── 読解文 ──

MENU

自己を整える者が、真の職人である


目次

■引用原文(日本語訳)

第十章 暴力(ダンダヴァッガ)第145偈

水道をつくる人は水をみちびき、
矢をつくる人は矢を矯め、
大工は木材を矯め、
慎しみ深い人々は自己をととのえる。

(『ダンマパダ』第145偈)


■逐語訳

  • 水道をつくる人は水を導き:水路職人が流れを思い通りに整えるように、
  • 矢をつくる人は矢を矯め:矢匠が曲がった矢を真っ直ぐにするように、
  • 大工は木材を矯め:職人が木を削り整えて形づくるように、
  • 慎しみ深い人々は自己をととのえる:賢明な人は、自分自身の心・行い・思考を整えていく。

■用語解説

  • 矯める:本来の目的に適うように、歪みを直し、形を整えること。調整・調律する意も含む。

───
── 処理用データ ──

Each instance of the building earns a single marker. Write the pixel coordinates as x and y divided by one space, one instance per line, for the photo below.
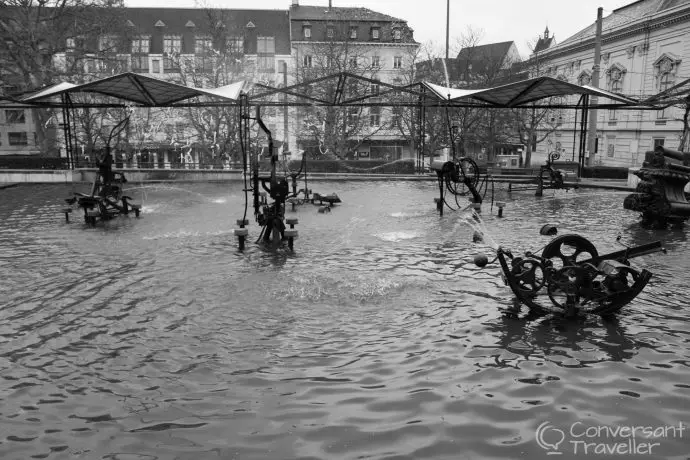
645 49
487 64
330 40
197 47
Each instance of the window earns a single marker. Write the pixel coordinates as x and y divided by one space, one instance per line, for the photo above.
172 44
19 138
616 75
15 117
352 116
234 45
375 116
172 47
610 146
202 45
140 63
107 44
141 45
266 49
665 82
396 116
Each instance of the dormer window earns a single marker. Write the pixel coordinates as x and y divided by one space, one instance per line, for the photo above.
585 78
203 45
140 45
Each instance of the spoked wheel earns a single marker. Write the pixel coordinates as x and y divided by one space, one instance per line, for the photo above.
569 250
545 177
470 170
571 285
529 275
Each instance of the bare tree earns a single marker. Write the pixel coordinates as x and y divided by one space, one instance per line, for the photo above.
34 32
341 130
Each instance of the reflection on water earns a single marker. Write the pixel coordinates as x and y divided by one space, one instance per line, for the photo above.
154 338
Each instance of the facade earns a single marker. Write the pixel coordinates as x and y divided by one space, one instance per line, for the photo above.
645 50
329 40
197 47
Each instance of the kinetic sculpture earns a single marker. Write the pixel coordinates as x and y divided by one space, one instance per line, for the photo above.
570 277
550 178
660 195
454 175
270 216
106 199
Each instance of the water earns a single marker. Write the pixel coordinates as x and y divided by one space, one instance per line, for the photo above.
154 338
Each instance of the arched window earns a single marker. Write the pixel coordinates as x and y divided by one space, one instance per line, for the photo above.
615 76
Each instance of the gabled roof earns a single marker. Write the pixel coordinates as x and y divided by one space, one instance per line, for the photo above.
543 43
323 13
621 17
268 23
488 51
139 89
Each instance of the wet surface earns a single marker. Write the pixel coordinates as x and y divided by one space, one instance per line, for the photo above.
154 338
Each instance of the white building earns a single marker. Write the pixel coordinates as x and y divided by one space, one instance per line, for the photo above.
645 50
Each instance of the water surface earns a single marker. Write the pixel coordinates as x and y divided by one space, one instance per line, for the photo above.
155 338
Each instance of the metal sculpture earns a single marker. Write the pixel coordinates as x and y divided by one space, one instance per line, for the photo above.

───

_記述課題:_
#1 項目のうち、「Each instance of the white」を含む行から項目の最後までを、両端を含めてそのまま引用せよ。
#2 『ダンマパダ』第145偈を扱った本文を、途切れたところから続けて書け。

_解答:_
#1
Each instance of the white building earns a single marker. Write the pixel coordinates as x and y divided by one space, one instance per line, for the photo above.
645 50
Each instance of the water surface earns a single marker. Write the pixel coordinates as x and y divided by one space, one instance per line, for the photo above.
155 338
Each instance of the metal sculpture earns a single marker. Write the pixel coordinates as x and y divided by one space, one instance per line, for the photo above.

#2
  • 慎しみ深い人(ダンティーノ):自己をよく観察し、過ちを認めて修正しようとする謙虚で理性的な人。
  • 自己を整える:外見的な整備ではなく、心のクセや行動の歪みを修正する内面的修行。

■全体の現代語訳(まとめ)

水道職人が水を思い通りに導き、矢匠が矢を真っ直ぐにし、大工が木を整えて形づくるように、
賢く慎み深い人は、自分自身の心と行いを修正し、整えていく。
自己を調律することこそが、人としての完成への道である。


■解釈と現代的意義

この偈は、『ダンマパダ』第10章の締めくくりにふさわしく、「自己修正」こそが人間の成長の本質であるという普遍的な真理を語ります。

仏教は一貫して、「他人を変えること」よりも「自分自身を調整し、練り上げること」を修行の核としています。
この偈ではそれを職人の姿に重ねて語っており、仏教的実践とはまさに「自分という素材を丁寧に仕上げる職人の作業」なのだという比喩が強く印象づけられます。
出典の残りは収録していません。